:: Short task ::
Filter the items below down to the lines that contain the word "carved". Treat the match as case-sensitive.

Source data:
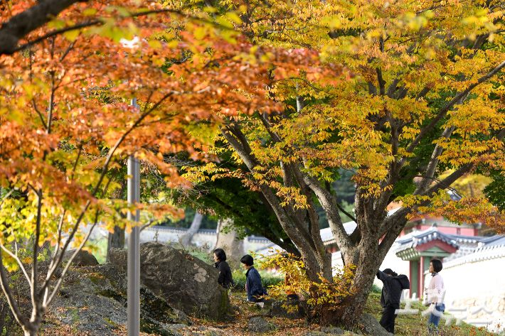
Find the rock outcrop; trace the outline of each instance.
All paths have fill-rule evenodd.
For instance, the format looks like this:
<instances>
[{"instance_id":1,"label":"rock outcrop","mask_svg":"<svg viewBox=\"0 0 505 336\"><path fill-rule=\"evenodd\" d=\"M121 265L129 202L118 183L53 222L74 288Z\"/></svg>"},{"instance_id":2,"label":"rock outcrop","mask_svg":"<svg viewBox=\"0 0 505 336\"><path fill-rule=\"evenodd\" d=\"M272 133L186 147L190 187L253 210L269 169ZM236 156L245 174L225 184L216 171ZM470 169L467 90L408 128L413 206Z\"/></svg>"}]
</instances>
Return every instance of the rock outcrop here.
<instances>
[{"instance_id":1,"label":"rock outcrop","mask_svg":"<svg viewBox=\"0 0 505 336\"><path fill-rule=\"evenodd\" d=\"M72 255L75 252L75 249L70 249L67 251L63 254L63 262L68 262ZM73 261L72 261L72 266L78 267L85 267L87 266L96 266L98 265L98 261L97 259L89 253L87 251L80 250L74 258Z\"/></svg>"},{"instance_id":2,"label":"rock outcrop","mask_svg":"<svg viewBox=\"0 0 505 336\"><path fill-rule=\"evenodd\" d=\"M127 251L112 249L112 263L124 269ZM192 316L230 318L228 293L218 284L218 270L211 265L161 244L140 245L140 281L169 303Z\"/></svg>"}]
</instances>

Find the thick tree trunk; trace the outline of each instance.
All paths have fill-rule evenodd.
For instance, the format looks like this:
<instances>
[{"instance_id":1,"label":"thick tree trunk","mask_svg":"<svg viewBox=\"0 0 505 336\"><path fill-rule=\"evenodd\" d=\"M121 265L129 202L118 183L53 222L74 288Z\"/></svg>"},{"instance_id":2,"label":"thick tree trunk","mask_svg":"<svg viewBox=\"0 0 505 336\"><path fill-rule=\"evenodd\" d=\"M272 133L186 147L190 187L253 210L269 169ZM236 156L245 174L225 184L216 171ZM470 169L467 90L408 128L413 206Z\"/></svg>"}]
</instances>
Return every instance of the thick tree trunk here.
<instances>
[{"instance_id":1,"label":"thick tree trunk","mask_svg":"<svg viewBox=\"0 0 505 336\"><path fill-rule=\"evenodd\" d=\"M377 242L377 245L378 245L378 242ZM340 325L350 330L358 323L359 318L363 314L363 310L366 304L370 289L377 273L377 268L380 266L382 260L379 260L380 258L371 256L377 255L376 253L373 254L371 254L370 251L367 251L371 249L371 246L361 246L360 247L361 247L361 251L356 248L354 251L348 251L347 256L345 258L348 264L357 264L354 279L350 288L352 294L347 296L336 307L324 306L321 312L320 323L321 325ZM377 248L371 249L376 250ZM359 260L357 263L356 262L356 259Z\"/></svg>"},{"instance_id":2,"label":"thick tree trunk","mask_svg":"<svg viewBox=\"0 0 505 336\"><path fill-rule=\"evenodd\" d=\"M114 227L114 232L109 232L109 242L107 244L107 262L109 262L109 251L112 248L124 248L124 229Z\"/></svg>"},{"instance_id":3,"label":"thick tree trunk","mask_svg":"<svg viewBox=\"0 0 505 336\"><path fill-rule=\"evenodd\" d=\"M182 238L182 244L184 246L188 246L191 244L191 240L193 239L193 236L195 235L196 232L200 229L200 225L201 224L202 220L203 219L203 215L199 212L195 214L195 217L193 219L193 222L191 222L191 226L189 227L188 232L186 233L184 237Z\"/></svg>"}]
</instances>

--

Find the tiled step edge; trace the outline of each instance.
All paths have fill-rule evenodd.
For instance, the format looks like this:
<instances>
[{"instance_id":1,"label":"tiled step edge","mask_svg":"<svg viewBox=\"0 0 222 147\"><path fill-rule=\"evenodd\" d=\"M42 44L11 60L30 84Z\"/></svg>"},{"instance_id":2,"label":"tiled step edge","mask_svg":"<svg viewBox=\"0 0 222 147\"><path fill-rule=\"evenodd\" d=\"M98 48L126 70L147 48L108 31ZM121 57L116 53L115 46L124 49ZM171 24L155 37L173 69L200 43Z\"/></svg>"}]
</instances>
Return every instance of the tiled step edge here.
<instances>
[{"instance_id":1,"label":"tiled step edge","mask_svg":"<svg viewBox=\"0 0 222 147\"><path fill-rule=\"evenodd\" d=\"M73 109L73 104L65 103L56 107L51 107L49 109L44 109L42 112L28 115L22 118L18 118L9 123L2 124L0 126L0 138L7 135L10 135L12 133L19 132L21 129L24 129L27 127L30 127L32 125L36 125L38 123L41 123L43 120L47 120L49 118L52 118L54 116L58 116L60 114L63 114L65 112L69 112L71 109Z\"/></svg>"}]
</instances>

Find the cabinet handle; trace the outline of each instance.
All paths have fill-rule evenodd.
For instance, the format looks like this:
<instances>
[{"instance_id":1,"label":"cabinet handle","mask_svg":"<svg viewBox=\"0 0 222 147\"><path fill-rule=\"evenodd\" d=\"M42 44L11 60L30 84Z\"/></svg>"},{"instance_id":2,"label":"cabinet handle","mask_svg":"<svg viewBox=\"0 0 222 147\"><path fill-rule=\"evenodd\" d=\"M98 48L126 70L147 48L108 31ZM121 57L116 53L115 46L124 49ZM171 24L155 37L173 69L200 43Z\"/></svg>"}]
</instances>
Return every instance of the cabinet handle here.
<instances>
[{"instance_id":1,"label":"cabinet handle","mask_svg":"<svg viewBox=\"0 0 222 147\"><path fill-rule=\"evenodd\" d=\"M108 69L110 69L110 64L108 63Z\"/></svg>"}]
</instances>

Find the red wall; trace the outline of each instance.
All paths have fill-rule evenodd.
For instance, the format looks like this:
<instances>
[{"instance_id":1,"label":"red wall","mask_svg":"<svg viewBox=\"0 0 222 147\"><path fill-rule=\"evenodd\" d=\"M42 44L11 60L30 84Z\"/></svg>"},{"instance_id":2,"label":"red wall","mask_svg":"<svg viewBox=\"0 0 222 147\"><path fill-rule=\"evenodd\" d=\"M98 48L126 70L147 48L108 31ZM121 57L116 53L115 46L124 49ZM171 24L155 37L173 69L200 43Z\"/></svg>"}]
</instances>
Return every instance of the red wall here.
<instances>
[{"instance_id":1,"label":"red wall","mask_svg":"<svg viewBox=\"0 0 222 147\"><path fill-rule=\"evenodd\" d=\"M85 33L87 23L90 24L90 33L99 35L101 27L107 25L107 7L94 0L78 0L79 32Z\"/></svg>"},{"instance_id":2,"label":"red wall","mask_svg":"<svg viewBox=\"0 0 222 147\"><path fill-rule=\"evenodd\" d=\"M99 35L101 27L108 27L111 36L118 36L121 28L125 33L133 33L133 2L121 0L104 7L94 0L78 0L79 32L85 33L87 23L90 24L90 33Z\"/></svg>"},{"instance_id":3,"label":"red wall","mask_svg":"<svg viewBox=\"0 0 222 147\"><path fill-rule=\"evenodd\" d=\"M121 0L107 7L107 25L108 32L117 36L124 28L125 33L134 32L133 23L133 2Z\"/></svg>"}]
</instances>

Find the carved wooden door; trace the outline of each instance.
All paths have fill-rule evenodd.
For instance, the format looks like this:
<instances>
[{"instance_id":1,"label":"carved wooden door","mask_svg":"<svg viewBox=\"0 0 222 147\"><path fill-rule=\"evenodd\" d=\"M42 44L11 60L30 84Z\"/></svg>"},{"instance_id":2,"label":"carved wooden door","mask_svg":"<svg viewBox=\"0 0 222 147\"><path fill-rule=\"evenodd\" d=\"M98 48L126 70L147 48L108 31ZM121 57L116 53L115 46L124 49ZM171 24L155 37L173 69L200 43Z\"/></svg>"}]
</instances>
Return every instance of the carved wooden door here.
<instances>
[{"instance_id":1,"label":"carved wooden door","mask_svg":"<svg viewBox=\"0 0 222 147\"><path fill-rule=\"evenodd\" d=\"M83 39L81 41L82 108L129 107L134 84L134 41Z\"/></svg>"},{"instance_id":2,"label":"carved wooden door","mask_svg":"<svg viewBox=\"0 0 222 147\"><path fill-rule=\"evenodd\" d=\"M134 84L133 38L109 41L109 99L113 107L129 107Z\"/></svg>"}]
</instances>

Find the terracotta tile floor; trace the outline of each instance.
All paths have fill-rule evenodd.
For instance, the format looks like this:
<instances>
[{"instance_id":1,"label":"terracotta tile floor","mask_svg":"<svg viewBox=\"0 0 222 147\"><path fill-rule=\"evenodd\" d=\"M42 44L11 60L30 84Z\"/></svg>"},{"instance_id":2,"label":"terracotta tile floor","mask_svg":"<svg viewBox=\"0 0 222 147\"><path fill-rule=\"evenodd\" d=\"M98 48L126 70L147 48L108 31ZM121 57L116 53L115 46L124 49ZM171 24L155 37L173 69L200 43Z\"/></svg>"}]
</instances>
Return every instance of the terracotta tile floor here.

:: Worked answer ::
Find the carved wooden door; trace the outline of each instance.
[{"instance_id":1,"label":"carved wooden door","mask_svg":"<svg viewBox=\"0 0 222 147\"><path fill-rule=\"evenodd\" d=\"M42 44L11 60L30 84Z\"/></svg>"},{"instance_id":2,"label":"carved wooden door","mask_svg":"<svg viewBox=\"0 0 222 147\"><path fill-rule=\"evenodd\" d=\"M98 48L126 70L147 48L108 31ZM121 57L116 53L115 46L124 49ZM171 24L155 37L173 69L200 43Z\"/></svg>"}]
Return every instance of the carved wooden door here.
[{"instance_id":1,"label":"carved wooden door","mask_svg":"<svg viewBox=\"0 0 222 147\"><path fill-rule=\"evenodd\" d=\"M83 39L81 41L82 108L129 107L134 84L134 41Z\"/></svg>"},{"instance_id":2,"label":"carved wooden door","mask_svg":"<svg viewBox=\"0 0 222 147\"><path fill-rule=\"evenodd\" d=\"M134 84L133 38L109 41L109 99L113 107L129 107Z\"/></svg>"}]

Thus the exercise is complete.